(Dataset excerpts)

******

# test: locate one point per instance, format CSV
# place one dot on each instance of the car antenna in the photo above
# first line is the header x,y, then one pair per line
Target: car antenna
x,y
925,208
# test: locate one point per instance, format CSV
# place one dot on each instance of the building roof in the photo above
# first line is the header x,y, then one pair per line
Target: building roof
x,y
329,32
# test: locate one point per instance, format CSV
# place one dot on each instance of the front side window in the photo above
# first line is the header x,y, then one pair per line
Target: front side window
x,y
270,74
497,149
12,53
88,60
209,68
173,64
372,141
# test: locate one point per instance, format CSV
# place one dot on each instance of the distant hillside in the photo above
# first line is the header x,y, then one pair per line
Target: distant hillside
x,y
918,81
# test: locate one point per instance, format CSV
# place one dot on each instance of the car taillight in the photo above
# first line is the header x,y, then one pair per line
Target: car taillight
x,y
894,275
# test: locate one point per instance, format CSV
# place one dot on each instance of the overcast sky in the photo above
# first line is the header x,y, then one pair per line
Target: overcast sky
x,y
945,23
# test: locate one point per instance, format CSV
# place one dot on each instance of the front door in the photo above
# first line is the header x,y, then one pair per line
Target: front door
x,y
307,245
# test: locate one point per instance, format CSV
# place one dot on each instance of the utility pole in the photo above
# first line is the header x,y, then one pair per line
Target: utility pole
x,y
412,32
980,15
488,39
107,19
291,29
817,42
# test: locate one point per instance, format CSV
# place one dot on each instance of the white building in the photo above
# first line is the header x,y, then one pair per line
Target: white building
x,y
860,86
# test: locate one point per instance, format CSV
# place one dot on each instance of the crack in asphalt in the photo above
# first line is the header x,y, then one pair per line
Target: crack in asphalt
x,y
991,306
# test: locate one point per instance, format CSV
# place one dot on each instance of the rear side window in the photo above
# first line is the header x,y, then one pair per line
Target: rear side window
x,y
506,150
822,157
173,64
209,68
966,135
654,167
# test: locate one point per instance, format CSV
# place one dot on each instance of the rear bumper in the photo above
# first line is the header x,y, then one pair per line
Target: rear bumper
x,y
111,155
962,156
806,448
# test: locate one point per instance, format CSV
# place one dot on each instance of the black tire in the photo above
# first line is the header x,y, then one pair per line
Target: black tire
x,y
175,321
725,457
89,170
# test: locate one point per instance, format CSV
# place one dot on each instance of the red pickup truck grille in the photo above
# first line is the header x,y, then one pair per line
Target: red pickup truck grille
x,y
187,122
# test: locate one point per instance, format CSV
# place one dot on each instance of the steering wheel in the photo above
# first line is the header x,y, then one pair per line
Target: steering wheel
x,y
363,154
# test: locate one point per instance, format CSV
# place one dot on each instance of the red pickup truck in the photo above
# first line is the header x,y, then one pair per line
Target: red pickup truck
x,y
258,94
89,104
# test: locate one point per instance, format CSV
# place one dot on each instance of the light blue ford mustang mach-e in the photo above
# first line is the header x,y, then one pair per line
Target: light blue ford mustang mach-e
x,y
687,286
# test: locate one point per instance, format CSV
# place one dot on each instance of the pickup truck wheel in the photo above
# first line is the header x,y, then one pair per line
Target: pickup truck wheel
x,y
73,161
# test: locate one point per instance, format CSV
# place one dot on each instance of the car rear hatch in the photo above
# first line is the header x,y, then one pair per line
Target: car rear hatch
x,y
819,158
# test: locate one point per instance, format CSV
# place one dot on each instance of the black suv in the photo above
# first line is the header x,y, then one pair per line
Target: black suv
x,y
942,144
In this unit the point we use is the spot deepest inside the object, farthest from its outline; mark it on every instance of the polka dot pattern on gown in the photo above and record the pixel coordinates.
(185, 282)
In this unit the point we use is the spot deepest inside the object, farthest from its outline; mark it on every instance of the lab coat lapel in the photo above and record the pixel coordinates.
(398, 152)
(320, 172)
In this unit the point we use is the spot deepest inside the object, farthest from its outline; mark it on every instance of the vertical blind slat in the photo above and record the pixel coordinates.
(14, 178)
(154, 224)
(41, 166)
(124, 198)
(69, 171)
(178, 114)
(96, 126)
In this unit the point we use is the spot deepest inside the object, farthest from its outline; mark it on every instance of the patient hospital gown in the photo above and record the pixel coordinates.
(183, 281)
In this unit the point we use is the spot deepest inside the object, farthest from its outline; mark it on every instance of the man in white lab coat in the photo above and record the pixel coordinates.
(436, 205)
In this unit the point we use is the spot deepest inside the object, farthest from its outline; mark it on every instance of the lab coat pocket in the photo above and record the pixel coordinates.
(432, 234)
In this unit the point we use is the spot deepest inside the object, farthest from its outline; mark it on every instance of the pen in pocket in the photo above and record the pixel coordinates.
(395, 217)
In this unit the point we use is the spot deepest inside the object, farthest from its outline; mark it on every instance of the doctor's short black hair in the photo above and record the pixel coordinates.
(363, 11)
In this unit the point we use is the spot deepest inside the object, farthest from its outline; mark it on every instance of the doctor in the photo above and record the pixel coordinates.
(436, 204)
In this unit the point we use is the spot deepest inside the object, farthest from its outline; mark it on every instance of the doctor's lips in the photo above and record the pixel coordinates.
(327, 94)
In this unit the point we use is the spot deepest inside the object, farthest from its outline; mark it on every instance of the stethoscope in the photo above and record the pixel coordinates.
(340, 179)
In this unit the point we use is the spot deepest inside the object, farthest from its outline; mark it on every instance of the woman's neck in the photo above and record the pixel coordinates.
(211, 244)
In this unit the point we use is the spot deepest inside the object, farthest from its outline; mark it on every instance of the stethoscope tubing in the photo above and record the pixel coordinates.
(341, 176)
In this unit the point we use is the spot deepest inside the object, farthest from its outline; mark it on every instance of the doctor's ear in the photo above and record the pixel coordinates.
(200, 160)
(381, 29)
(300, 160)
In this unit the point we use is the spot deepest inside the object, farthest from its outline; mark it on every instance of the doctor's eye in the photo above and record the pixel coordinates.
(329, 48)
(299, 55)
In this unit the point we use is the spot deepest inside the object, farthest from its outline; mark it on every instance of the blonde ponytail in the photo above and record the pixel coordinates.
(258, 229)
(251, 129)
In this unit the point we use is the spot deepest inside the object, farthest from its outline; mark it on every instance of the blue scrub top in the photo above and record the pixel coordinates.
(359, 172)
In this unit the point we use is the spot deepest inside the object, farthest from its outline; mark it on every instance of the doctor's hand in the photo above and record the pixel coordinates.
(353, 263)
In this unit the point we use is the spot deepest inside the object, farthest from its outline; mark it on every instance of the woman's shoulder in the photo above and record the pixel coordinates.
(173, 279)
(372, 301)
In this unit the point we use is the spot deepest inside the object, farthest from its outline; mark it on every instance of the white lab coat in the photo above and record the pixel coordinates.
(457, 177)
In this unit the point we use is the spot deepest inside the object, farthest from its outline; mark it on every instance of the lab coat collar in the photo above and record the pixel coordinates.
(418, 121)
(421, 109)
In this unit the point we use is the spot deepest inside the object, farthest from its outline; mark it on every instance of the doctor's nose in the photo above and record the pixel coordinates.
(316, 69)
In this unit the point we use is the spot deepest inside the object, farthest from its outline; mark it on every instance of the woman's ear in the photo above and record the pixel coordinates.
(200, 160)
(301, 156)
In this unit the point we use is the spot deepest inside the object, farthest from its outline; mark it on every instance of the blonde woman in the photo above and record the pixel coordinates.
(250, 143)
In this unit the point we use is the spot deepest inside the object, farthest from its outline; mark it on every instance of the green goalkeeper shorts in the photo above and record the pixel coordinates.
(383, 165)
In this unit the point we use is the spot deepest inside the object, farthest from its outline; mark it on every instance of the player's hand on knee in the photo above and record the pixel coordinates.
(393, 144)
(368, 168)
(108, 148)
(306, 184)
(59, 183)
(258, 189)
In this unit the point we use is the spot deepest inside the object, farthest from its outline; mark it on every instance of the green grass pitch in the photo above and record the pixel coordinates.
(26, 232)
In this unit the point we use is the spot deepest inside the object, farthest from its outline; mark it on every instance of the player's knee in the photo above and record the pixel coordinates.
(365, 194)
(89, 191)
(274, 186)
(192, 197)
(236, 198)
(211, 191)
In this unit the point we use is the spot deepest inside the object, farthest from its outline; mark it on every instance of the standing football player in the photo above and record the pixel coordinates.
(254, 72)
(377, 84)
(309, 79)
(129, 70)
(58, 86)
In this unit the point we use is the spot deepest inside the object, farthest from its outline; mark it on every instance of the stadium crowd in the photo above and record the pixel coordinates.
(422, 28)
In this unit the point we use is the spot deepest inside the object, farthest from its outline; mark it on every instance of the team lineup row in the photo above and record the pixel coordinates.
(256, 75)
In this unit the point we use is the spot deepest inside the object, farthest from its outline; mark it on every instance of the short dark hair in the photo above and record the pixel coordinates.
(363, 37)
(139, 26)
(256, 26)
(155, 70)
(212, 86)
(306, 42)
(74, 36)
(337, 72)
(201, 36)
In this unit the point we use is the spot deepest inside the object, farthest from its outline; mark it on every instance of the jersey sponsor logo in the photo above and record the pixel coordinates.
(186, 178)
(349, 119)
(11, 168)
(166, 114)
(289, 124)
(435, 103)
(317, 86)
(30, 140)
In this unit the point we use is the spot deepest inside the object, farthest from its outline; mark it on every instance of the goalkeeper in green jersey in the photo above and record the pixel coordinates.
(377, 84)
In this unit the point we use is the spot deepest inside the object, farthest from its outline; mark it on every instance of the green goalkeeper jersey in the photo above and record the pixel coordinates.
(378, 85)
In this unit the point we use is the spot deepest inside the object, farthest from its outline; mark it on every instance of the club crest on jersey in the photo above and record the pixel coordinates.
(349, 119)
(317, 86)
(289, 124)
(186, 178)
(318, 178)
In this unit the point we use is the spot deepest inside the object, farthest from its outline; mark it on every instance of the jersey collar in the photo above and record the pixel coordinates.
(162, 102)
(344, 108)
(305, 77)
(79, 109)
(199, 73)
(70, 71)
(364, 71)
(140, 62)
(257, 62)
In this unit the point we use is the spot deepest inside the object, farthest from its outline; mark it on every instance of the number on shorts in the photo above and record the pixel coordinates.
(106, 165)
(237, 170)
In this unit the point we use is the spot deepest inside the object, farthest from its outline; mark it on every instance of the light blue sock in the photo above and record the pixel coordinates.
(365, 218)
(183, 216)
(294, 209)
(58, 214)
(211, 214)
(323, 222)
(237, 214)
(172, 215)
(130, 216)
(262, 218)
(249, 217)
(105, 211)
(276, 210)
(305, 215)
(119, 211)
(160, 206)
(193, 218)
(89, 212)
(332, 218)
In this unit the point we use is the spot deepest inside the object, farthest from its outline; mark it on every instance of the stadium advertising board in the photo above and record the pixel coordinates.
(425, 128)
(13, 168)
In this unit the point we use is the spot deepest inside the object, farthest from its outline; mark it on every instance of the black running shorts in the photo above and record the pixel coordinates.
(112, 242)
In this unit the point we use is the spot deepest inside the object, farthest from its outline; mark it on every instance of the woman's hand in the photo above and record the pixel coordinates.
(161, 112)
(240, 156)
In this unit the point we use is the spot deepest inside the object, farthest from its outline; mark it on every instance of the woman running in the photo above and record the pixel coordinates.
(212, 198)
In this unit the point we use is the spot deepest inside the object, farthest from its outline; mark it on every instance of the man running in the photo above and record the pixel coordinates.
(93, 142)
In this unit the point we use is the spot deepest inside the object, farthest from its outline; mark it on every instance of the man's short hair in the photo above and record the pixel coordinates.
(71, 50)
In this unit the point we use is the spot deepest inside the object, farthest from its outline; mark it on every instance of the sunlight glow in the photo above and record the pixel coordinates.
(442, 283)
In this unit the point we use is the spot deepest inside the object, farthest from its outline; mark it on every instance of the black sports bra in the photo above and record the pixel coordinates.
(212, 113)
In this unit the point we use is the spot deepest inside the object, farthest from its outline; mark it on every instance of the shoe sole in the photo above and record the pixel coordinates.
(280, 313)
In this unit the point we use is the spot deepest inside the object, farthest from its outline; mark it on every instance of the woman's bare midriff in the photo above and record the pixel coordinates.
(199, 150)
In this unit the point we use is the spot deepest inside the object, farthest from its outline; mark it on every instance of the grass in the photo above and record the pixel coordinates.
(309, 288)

******

*Work to complete*. Copy the lines of the data above exactly as written, beginning with the line containing "Target: white building" and ending with the line containing "# place one dot on each instance of the rear bumper", and leave out all other lines.

*Your solution*.
Target: white building
x,y
860,86
# test: locate one point per instance, format CSV
# place one dot on each instance of the crack in asphalt in the photo above
# first line is the header x,y, then one pair per line
Target: crack in asphalt
x,y
991,306
# test: locate one point per instance, format CSV
# place one dot on each instance of the rear side window in the photo above
# first line is the header x,y, then one pair per line
Target: rear side window
x,y
506,150
822,157
173,64
209,68
966,135
654,167
# test: locate one point per instance, format CSV
# place one dot on each instance of the rear bumper in the photo above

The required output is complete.